Point-per-instance localization data:
++++++++++++++++++++
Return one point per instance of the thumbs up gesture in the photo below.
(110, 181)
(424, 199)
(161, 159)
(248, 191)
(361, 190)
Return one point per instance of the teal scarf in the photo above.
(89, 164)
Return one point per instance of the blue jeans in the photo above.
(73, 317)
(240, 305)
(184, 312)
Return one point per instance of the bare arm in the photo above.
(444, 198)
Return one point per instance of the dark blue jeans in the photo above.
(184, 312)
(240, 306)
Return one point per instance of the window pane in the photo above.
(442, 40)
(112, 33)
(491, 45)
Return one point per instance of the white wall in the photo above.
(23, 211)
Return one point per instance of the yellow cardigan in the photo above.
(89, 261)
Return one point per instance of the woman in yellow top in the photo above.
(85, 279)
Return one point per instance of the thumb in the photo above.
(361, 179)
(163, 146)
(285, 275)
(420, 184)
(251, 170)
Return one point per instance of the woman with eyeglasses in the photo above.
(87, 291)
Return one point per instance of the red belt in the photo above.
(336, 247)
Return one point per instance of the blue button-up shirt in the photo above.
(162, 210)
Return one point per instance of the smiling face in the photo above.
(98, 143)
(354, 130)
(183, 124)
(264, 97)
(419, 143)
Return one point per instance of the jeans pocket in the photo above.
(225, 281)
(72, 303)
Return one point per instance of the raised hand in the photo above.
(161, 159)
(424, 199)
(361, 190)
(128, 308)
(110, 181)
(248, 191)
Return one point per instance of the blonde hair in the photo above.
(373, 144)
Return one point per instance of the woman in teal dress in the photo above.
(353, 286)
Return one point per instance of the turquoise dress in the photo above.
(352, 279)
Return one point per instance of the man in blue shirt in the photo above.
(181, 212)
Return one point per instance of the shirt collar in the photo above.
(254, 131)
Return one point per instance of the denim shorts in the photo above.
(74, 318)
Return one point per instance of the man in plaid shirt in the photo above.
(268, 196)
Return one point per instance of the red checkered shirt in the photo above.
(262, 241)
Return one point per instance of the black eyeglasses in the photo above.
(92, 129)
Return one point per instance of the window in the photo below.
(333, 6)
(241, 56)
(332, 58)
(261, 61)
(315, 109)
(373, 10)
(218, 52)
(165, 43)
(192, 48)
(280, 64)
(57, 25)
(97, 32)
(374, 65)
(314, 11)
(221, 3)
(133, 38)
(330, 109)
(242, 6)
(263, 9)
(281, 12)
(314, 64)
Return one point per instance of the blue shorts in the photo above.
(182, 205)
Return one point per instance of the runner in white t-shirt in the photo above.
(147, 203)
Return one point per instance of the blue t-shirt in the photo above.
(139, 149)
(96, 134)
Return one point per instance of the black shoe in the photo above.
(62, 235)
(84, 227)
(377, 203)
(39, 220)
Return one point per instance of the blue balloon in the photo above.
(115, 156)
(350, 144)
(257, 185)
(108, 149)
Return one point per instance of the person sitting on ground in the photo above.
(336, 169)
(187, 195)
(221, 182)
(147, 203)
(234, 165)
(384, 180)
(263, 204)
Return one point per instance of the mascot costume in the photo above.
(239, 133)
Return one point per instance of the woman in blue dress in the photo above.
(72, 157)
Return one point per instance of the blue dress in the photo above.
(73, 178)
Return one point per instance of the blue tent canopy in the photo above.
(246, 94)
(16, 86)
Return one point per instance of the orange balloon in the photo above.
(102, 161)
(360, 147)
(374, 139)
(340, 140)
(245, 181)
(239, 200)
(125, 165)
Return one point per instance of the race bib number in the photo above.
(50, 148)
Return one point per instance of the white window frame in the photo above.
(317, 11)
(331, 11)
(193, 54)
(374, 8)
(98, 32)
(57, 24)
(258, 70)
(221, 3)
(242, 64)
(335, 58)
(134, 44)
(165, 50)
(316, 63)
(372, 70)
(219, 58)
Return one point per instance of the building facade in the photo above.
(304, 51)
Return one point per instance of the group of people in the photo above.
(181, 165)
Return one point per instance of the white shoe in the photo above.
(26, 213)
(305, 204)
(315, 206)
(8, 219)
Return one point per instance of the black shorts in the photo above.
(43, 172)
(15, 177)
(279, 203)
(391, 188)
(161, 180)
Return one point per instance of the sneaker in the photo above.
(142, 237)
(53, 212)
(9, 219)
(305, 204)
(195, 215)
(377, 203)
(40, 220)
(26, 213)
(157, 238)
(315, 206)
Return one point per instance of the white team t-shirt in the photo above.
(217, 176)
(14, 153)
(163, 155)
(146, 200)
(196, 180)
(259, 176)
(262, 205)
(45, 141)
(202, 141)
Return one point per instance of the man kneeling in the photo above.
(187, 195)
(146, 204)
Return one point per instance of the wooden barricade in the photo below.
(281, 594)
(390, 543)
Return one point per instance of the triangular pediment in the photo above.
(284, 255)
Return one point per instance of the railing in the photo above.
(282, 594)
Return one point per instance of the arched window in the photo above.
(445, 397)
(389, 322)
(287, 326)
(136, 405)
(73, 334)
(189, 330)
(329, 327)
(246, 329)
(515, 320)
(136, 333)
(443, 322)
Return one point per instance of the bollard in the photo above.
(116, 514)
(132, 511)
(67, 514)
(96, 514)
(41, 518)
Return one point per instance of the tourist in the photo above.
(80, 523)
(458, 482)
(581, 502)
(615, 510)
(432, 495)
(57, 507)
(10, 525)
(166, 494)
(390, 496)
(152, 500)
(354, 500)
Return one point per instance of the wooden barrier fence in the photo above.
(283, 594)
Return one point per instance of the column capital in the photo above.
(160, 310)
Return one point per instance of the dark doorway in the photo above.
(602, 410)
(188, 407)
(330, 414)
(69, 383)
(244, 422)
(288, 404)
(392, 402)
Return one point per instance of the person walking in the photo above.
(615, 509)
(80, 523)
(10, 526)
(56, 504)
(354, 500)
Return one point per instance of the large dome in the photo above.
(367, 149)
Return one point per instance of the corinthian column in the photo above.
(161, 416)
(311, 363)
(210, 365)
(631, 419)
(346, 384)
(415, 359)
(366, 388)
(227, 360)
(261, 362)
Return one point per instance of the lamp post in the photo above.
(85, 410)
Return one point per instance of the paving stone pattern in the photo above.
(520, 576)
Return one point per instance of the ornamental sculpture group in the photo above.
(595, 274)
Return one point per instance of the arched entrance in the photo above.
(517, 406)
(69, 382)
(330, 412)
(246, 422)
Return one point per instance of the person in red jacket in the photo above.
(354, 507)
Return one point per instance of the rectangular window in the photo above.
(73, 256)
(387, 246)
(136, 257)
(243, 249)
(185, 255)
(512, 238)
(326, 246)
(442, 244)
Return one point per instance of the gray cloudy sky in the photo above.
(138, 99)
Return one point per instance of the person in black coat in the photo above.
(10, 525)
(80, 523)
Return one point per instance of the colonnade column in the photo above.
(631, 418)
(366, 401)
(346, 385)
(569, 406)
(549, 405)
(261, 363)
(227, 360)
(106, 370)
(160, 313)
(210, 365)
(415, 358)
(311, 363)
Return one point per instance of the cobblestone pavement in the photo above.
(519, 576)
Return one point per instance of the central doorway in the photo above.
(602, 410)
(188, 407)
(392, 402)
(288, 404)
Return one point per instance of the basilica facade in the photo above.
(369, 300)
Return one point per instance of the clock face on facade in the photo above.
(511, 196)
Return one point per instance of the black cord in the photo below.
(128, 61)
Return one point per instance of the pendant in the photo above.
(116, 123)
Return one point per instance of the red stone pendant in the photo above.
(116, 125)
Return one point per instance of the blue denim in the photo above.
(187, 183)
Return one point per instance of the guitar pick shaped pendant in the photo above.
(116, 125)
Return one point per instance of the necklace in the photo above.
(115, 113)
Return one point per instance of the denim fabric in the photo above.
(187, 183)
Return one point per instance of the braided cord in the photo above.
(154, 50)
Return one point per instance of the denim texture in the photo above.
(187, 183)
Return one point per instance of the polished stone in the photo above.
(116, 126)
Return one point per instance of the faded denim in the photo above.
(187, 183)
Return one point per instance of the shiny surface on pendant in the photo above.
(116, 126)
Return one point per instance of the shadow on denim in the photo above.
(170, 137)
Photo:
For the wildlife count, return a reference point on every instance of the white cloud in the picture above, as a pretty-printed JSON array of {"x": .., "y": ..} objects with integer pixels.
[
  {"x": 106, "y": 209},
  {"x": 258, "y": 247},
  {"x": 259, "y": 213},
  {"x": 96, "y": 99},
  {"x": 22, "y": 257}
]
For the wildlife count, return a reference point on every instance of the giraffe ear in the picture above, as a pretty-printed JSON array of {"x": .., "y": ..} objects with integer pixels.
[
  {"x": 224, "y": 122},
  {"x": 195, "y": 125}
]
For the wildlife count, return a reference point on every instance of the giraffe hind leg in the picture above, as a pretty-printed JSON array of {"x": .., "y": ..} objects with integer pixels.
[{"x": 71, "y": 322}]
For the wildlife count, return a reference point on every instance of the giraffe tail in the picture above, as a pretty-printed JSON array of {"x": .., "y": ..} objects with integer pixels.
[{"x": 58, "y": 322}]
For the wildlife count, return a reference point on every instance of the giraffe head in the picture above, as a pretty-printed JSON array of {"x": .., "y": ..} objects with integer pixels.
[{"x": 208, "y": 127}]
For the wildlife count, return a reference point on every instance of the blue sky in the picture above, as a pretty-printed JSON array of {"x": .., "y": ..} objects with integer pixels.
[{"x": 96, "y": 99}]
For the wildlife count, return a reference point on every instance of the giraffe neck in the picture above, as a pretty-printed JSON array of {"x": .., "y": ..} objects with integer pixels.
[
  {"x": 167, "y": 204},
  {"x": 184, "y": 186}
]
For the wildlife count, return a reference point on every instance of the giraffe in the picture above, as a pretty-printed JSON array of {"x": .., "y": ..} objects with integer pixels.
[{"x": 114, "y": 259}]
++++++++++++++++++++
§ **What you need to do**
Only the lines from the one containing "the giraffe in" through the last line of the records are to be set down, exactly as they appear.

§ **Task result**
For the wildlife count, return a reference point on every instance of the giraffe in the picture above, as a pretty-printed JSON array of {"x": .., "y": ..} objects with integer pixels.
[{"x": 114, "y": 259}]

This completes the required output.